What is asked:
Gather every line below that contains the word "white", treating uppercase and lowercase as different.

Records to use:

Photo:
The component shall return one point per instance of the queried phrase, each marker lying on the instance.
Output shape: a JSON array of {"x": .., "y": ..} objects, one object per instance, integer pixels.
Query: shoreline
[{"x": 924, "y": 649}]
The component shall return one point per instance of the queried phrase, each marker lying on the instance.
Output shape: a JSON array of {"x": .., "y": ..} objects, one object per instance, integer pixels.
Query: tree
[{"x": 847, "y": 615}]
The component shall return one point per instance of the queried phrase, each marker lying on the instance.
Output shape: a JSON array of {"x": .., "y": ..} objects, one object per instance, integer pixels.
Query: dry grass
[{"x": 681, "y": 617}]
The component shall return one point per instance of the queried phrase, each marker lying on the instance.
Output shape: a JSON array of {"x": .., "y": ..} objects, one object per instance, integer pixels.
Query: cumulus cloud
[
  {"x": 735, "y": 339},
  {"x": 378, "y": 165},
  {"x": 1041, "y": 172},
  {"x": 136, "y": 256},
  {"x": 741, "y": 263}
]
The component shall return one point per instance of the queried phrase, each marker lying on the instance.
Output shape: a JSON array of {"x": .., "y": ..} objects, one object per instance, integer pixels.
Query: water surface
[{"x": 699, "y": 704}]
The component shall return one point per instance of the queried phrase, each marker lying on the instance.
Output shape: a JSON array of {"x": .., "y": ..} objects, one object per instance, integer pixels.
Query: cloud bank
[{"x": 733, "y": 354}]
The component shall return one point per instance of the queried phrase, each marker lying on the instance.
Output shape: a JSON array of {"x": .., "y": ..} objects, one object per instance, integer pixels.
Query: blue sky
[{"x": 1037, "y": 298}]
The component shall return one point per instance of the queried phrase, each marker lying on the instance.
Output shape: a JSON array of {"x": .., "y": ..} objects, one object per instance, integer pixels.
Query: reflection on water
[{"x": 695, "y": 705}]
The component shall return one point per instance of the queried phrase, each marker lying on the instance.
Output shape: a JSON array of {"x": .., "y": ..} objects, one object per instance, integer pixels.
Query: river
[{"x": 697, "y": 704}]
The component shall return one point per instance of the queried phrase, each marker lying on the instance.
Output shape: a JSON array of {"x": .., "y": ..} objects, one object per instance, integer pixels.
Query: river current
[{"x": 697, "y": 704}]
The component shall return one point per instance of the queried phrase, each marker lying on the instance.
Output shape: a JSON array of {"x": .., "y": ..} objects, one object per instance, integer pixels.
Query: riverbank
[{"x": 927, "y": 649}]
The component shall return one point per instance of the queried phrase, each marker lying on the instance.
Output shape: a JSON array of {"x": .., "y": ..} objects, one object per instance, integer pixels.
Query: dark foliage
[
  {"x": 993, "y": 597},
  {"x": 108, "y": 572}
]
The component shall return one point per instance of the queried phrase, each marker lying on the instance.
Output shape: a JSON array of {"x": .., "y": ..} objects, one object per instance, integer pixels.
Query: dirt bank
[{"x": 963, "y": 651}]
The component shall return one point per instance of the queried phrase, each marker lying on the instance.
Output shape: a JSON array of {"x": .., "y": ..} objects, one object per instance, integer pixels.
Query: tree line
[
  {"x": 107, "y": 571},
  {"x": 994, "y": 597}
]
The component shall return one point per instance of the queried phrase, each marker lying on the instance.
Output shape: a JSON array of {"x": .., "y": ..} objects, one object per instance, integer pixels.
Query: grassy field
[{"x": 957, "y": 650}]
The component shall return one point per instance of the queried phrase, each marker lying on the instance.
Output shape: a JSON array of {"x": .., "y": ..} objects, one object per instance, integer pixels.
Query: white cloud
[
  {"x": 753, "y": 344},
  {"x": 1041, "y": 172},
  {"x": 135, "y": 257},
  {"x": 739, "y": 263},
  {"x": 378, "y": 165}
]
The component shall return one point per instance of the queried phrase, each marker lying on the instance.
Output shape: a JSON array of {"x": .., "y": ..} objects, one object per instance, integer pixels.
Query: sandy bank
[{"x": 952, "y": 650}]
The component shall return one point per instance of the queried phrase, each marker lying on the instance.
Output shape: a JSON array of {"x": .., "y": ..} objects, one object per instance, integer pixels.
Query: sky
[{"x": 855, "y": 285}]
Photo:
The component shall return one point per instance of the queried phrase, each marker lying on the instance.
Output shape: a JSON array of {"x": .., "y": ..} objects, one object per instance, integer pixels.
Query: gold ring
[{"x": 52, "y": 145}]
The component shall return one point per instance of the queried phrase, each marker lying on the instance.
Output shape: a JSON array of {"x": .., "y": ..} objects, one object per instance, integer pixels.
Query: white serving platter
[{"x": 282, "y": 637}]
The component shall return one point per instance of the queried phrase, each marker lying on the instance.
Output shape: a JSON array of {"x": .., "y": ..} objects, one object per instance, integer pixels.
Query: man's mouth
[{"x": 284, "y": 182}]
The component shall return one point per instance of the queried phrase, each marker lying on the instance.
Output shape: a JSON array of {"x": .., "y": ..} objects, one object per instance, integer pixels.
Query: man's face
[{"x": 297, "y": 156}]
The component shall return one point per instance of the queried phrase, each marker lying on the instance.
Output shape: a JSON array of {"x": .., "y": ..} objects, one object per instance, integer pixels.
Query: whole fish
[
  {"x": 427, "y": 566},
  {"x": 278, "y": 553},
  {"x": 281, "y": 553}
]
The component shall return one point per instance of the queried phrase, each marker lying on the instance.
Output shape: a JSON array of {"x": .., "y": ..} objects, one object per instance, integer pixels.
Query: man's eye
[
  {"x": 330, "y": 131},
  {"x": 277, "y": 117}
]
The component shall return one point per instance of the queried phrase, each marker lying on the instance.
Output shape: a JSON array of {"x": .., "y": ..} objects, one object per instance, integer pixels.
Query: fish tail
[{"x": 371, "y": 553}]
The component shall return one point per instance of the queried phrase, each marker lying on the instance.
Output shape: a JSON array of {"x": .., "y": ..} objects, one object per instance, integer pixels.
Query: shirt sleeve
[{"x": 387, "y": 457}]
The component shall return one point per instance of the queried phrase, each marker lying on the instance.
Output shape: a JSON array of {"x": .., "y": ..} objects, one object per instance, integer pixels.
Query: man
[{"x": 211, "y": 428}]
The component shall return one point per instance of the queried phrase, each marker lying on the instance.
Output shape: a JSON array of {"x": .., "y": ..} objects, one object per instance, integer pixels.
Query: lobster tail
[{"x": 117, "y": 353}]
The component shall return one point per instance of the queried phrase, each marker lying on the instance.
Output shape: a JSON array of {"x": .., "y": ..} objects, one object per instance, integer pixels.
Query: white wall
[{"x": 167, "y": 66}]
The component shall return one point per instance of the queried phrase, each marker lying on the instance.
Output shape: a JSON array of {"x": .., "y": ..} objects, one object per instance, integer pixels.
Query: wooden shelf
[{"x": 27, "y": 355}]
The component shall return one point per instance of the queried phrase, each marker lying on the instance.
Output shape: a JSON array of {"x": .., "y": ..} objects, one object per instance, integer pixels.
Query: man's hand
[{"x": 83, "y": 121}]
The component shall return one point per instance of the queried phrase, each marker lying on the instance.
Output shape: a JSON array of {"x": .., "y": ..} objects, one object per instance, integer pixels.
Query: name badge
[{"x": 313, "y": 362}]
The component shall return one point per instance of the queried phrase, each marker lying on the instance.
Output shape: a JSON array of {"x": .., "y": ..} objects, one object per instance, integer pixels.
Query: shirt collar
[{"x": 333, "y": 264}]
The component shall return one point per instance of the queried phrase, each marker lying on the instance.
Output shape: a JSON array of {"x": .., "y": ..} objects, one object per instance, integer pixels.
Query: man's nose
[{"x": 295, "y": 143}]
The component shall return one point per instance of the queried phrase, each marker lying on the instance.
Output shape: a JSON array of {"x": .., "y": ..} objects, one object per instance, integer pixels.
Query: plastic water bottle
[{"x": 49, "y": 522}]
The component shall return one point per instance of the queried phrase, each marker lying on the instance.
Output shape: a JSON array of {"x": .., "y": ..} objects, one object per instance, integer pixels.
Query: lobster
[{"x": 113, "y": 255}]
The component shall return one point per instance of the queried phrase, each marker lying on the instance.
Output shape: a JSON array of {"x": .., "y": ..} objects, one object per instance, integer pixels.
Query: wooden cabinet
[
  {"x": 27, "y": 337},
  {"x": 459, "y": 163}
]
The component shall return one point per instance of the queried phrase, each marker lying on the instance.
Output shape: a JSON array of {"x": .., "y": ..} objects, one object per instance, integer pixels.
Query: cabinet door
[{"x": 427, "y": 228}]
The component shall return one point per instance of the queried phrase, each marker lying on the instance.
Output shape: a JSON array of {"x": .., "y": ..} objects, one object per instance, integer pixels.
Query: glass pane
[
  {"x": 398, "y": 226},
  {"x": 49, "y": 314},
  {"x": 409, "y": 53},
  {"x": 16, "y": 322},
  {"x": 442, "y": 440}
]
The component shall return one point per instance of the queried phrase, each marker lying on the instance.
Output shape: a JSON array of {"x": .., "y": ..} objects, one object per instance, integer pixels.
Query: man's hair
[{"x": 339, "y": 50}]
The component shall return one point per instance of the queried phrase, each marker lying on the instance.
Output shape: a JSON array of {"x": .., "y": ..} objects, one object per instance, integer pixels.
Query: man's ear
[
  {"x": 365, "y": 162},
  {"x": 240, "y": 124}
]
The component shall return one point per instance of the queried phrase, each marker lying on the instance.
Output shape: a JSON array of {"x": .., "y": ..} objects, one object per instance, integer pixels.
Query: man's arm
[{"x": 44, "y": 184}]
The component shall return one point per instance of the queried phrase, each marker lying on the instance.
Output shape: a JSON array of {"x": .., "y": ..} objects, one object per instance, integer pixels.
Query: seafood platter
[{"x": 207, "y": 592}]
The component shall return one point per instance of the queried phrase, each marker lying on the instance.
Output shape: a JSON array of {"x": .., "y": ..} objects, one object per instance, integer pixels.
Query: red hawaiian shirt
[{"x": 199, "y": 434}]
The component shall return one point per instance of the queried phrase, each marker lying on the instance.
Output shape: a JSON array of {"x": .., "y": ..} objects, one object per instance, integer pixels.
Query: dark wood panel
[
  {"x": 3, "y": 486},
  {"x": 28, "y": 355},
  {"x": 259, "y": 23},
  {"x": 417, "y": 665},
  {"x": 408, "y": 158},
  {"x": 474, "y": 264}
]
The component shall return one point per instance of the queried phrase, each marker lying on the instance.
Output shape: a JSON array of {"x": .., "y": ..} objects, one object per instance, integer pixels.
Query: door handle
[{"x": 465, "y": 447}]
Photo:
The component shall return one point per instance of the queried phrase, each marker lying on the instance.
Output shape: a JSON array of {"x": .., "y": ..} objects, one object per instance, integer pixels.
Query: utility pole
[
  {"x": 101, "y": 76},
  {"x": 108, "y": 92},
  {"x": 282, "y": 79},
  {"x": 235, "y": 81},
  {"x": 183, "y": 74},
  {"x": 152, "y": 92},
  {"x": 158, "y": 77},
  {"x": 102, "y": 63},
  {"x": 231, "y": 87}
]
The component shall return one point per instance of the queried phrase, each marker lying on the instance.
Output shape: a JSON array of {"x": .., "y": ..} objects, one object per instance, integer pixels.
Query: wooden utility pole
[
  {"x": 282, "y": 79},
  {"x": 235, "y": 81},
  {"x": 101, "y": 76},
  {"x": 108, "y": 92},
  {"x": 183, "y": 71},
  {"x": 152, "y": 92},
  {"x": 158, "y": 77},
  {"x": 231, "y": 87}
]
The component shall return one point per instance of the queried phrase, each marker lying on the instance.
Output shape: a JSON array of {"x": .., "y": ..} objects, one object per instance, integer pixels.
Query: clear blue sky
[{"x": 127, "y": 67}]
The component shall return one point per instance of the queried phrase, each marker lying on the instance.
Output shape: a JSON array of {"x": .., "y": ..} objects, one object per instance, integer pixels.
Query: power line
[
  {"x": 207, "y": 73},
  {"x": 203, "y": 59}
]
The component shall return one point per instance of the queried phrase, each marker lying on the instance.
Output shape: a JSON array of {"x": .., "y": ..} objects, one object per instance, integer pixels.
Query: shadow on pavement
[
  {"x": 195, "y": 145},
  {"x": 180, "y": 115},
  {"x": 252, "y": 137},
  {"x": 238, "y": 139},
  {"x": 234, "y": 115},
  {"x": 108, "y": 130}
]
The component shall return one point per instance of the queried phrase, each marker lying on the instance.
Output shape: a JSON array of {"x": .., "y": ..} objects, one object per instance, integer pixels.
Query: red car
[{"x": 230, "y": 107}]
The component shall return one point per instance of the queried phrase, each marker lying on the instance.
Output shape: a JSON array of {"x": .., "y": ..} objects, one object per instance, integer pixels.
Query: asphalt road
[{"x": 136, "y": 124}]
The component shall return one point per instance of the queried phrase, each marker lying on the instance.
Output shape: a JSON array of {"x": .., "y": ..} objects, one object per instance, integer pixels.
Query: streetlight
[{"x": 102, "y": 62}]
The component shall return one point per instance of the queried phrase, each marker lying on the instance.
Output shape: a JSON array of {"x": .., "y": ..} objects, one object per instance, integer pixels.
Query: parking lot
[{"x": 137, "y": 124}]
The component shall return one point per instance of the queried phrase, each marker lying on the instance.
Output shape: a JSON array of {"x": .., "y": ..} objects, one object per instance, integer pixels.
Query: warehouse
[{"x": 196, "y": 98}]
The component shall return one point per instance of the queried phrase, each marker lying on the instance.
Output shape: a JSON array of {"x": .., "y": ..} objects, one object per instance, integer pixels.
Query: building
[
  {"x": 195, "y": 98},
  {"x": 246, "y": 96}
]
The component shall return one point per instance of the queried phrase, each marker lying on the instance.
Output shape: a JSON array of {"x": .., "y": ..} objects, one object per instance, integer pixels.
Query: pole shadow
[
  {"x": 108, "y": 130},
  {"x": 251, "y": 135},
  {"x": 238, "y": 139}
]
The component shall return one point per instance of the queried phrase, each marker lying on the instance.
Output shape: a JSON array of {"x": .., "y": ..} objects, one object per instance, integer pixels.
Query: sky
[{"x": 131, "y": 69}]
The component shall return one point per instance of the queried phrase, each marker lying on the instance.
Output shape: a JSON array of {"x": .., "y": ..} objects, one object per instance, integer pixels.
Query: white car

Finished task:
Query: white cloud
Query: white serving platter
Query: white wall
Query: white car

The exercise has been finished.